### GIVEN PROBLEM A
Gather every line of the rows below that contains the string "cord" and copy each one in full. Case counts.

### GIVEN TEXT

Considering the scope and importance which the construction sector enjoys worldwide, it becomes quite easy to understand that this industry functions at an incredible level and involves working with many organisations.

“The construction industry is frequently described as fragmented by its critics; however, disseminated would be a better description .For each construction project a whole new organization is created involving the client, designers, contractors, sub-contractors, material suppliers, plant hire companies, government, local authorities and agencies such as the environmental agency, Health and Safety Executive and many others. Each ‘new’ and ‘transient’ project organization is, in fact, a virtual organization or enterprise” (McCaffer, 2008).

Communication, thus, becomes an important aspect of conducting a successful business in construction ensuring successful collaboration between the various components of the industry.

2.1.2 An introduction to e-business/e-commerce and e-construction

With age & time the concept and means of communication have also evolved. Earlier communication meant travelling to places near and far, then the concept of letters came and with the advent of telephone postage lost some of its significance. The world was however still is in store for more inventions and the 1940’s took the world by storm as the computers were born.

Computers and internet are a lethal combination, a form of communication which rules over our lives as much as eating food does. Every day, man makes new discoveries regarding these two, trying to find out how our day-to-day activities can be undertaken in an improved & efficient manner.

The term ‘electronic commerce’ (e-commerce) was coined by Lawrence Livermore in 1989. E-commerce is a consolidation of people, technology, materials and “the processes on an electronic network for commercial transactions” (Johnston et al, 1997, p 37).

As specified by the European Commission (1997, cited in Bruin, 2002), electronic commerce is all about doing business electronically involving the electronic processing and transmission of data (which consists of data, text, sound and videos). It encompasses various activities consisting of electronic trading of goods and services, electronic share trading, on-line delivery of digital content, on-line sourcing, electronic fund transfers, direct consumer marketing, electronic bills of lading, commercial auctions, collaborative design and engineering, public procurement, and after-sales service (European Commission, 1997).

To be speaking strictly it’s not really the electronic aspect of e-commerce but the digital part which imparts the revolutionary, efficient and versatile character to e-commerce (Johnston et al, 1997).

E-commerce involves both the services; e.g. financial, information and legal services); and the products; e.g. consumer goods, specialised mechanical equipment. It also constitutes the combination of traditional activities such as education and healthcare and new activities such as virtual malls (European Commission, 1997). This is also agreed with by Johnston et al, 1997 who state that e-commerce supports the selling, buying and distribution of services and goods.

Johnston et al (1997) while discussing the definition of electronic commerce noted that it involves the conduction of business electronically across the spectrum of inter-enterprise relationships.

E-commerce has the advantages of being a paperless economy, engaging in outsourcing and entails the convergence of all information in a single form (Johnston et al, 1997).

In this day and age e-business has emerged as a field of immense potential. The use of information and communication technologies to conduct business has gained momentum, and, like just about any other business the construction industry too has embraced the concept of e-business.

### DATA SUPPLIED

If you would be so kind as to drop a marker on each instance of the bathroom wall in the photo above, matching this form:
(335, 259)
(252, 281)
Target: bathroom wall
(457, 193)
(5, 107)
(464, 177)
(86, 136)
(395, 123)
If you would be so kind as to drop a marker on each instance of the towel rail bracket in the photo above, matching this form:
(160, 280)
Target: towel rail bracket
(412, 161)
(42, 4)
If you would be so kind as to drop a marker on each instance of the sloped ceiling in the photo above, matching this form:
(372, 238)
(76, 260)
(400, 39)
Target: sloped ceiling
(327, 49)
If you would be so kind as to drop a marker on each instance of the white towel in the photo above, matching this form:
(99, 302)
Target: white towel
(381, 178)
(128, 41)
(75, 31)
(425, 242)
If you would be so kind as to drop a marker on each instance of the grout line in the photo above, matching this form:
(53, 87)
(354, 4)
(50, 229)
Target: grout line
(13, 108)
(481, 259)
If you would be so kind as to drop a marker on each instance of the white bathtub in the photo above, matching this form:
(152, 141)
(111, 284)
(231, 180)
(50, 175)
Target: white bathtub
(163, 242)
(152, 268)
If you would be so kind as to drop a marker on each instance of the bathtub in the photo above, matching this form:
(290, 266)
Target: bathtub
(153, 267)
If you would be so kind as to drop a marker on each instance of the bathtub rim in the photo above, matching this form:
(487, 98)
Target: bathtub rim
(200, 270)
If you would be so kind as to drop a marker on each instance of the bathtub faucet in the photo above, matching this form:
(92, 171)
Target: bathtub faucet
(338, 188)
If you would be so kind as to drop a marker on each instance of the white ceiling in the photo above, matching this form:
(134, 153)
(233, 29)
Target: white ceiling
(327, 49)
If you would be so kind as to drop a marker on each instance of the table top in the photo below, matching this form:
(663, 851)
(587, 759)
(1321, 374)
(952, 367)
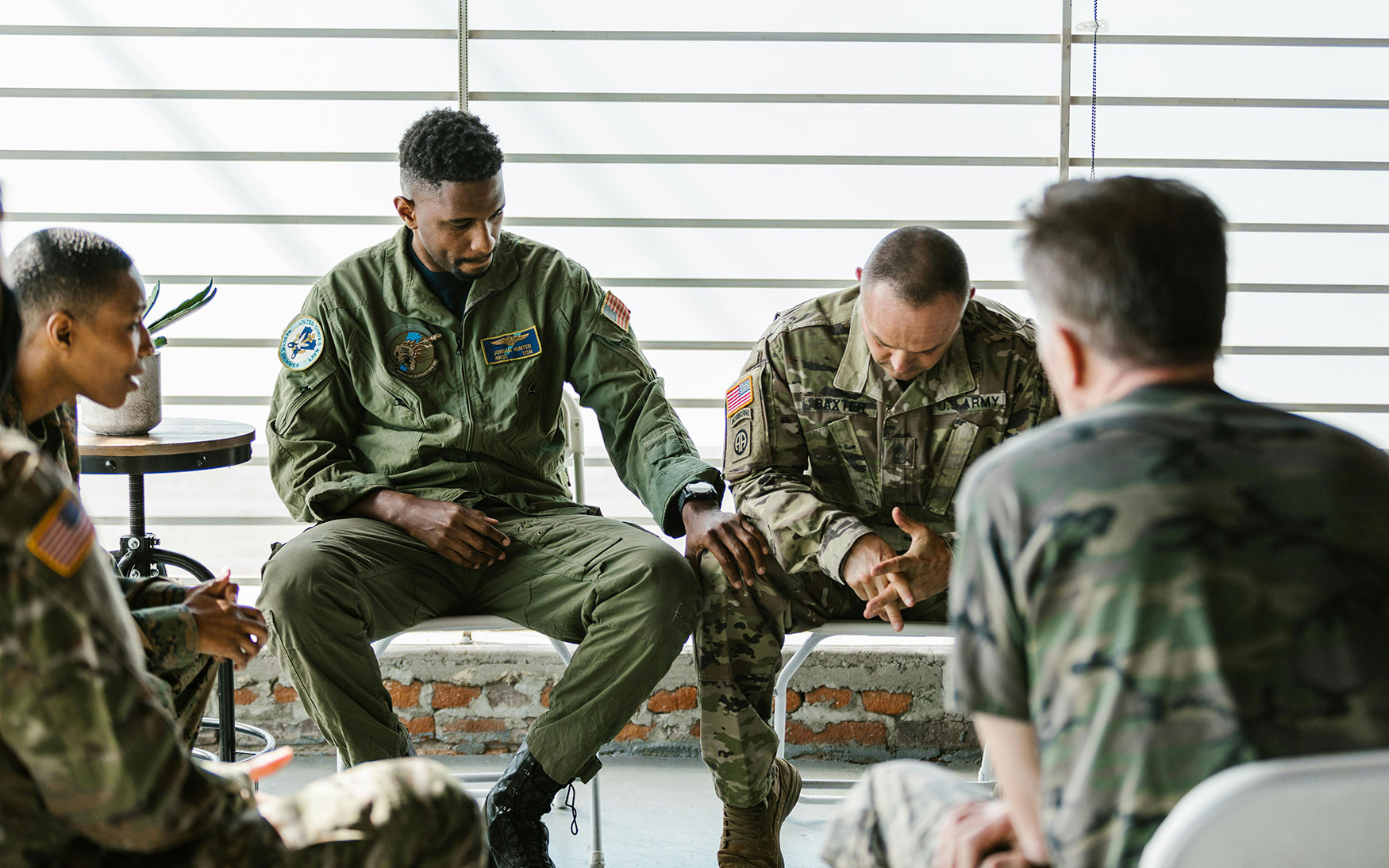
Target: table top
(174, 446)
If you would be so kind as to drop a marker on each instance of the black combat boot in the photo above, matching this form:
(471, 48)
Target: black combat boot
(516, 834)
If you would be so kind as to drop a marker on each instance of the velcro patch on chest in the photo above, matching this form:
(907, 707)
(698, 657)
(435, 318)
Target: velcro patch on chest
(820, 403)
(511, 348)
(63, 536)
(968, 403)
(614, 310)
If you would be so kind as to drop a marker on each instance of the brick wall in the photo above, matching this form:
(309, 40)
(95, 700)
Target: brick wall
(857, 705)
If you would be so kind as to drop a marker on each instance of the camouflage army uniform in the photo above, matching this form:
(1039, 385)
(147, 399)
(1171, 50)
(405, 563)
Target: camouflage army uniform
(821, 445)
(92, 773)
(1168, 586)
(385, 388)
(167, 628)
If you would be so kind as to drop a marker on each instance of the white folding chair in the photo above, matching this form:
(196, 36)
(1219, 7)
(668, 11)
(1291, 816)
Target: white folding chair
(572, 447)
(875, 628)
(1322, 810)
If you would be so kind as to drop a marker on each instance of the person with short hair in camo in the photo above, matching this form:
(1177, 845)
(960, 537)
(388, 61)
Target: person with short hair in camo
(1168, 582)
(94, 770)
(83, 305)
(848, 431)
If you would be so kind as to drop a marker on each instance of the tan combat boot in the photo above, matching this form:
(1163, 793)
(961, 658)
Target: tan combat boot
(752, 836)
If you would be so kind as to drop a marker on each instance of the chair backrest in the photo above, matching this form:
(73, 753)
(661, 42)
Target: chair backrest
(1324, 810)
(574, 440)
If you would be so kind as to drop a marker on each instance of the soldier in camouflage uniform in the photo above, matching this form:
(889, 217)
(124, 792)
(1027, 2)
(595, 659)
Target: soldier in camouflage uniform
(848, 431)
(92, 768)
(1168, 584)
(78, 294)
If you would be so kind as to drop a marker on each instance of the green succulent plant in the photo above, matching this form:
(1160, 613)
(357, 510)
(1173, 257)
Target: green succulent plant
(183, 309)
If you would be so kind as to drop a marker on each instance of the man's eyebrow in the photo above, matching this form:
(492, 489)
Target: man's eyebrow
(913, 351)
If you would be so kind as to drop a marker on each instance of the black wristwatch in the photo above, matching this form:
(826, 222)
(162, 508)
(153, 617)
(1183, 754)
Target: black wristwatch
(696, 490)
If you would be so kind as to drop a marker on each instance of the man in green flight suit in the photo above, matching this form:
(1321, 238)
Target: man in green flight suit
(83, 303)
(848, 432)
(417, 420)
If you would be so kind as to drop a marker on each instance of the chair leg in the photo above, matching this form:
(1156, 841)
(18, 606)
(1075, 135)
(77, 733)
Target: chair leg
(783, 684)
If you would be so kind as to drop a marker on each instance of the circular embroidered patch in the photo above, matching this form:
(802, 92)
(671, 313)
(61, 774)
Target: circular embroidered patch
(302, 344)
(410, 353)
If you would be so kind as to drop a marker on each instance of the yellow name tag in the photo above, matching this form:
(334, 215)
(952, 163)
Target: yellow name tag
(511, 348)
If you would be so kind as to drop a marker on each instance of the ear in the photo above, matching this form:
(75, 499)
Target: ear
(1074, 357)
(406, 209)
(57, 331)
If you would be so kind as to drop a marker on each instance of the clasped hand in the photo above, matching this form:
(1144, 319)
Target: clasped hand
(888, 581)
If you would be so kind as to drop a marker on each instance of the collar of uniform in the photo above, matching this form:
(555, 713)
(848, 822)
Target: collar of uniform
(857, 371)
(503, 271)
(949, 378)
(414, 294)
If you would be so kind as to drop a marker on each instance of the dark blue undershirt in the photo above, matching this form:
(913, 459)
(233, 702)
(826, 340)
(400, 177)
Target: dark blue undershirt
(450, 289)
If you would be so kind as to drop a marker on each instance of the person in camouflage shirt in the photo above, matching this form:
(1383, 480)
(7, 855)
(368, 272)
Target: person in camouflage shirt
(1168, 582)
(92, 768)
(848, 432)
(83, 305)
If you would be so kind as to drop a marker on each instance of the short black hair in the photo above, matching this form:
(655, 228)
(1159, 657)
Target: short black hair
(68, 270)
(1137, 264)
(920, 263)
(448, 144)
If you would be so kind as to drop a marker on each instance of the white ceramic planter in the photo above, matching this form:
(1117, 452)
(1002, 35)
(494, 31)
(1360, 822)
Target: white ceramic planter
(140, 411)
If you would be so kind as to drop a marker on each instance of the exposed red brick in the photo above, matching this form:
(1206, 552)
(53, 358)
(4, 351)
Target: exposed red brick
(664, 701)
(863, 732)
(403, 696)
(488, 724)
(453, 696)
(883, 701)
(838, 697)
(283, 695)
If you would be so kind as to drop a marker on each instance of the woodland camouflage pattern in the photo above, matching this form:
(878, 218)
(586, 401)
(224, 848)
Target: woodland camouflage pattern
(1168, 586)
(824, 451)
(92, 771)
(167, 628)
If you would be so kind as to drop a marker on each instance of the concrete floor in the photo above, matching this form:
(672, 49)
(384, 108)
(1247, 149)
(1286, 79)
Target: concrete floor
(656, 812)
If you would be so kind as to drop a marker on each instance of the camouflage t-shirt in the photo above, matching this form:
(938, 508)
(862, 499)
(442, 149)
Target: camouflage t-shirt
(1167, 586)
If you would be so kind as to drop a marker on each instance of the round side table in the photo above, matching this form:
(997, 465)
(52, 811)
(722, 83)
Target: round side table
(174, 446)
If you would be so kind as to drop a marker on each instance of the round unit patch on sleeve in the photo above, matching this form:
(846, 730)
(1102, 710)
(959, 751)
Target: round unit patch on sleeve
(302, 344)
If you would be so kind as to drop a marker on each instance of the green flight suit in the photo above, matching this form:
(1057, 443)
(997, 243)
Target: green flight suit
(92, 771)
(821, 445)
(400, 394)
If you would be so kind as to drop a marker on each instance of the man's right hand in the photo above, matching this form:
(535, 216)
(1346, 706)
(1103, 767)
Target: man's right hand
(867, 551)
(466, 536)
(224, 628)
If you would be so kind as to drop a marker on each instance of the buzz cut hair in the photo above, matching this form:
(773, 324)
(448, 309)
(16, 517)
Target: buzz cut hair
(920, 264)
(1137, 266)
(446, 146)
(66, 270)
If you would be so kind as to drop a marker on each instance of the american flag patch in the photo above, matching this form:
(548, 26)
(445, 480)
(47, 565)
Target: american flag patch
(63, 538)
(614, 310)
(739, 396)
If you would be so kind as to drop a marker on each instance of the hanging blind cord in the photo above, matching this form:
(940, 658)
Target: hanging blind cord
(1095, 81)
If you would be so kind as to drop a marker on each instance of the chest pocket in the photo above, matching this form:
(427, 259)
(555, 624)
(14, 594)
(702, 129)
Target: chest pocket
(948, 466)
(839, 466)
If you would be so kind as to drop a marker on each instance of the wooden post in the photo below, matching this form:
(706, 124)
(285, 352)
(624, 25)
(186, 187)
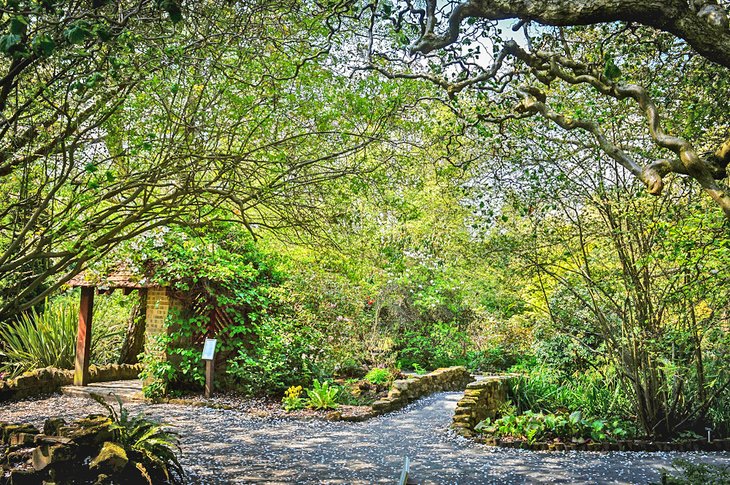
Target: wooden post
(209, 377)
(83, 337)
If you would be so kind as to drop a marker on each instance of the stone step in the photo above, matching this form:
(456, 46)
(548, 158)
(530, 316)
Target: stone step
(127, 391)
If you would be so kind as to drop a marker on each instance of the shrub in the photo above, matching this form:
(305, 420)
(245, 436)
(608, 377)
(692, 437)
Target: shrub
(692, 474)
(593, 393)
(379, 376)
(322, 396)
(293, 399)
(47, 338)
(534, 427)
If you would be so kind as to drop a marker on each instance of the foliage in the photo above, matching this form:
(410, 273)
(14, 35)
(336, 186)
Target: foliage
(688, 473)
(534, 427)
(146, 442)
(157, 371)
(47, 337)
(322, 395)
(293, 399)
(544, 389)
(379, 376)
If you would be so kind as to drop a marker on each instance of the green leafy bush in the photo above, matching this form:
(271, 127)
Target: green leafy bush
(593, 393)
(293, 399)
(688, 473)
(534, 427)
(48, 337)
(379, 376)
(322, 395)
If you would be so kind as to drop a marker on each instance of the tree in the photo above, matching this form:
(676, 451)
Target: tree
(462, 46)
(222, 116)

### GIVEN PROBLEM B
Proceed with the text on e-business in the construction industry, picking up right after its final sentence.

### OUTPUT A
If you would be so kind as to drop a marker on each instance of the hanging blind cord in the photo above, matching this form:
Target: hanging blind cord

### OUTPUT B
“Strong information technology (IT) capabilities have been a competitive necessity in nearly every industry sector. The post-Latham (1994 and Egan (1998) era has seen many construction firms investing in technology tools to improve business performance, which subsequently led to an increase in technology investments in construction firms” (Ruikar et al., 2008, p 23).

The use of information and communication technologies in construction, however, depends upon a number of factors such as the size of the construction firm, its position in the market, the markets that the company operates in etc.

2.1.3 Introduction to the legal problems in e-business

Before jumpstarting onto the e-business wagon, a company should have some reasonably placed apprehensions. The question in front of the management of a company should be: whether conducting business using information and communication technologies is legally safe or not? Other questions should follow as well, such as: what is an e-contract? will the company’s information be secure when shared through I&CT? what are the liability issues? what are the jurisdiction issues? is a scanned document valid and legal? what is a digital signature, an e-signature?

Questions such as above are justified because in actuality the companies are unaware of the legal risks involved while conducting e-business, hampering the chances of fruitful commerce.

Sieber (2001) brings to light the need for new laws when he says that the increased significance of information and information technology is closely linked to increased potential dangers, and these dangers bring an increased necessity to reassess the existing information law regulations and to formulate new ones.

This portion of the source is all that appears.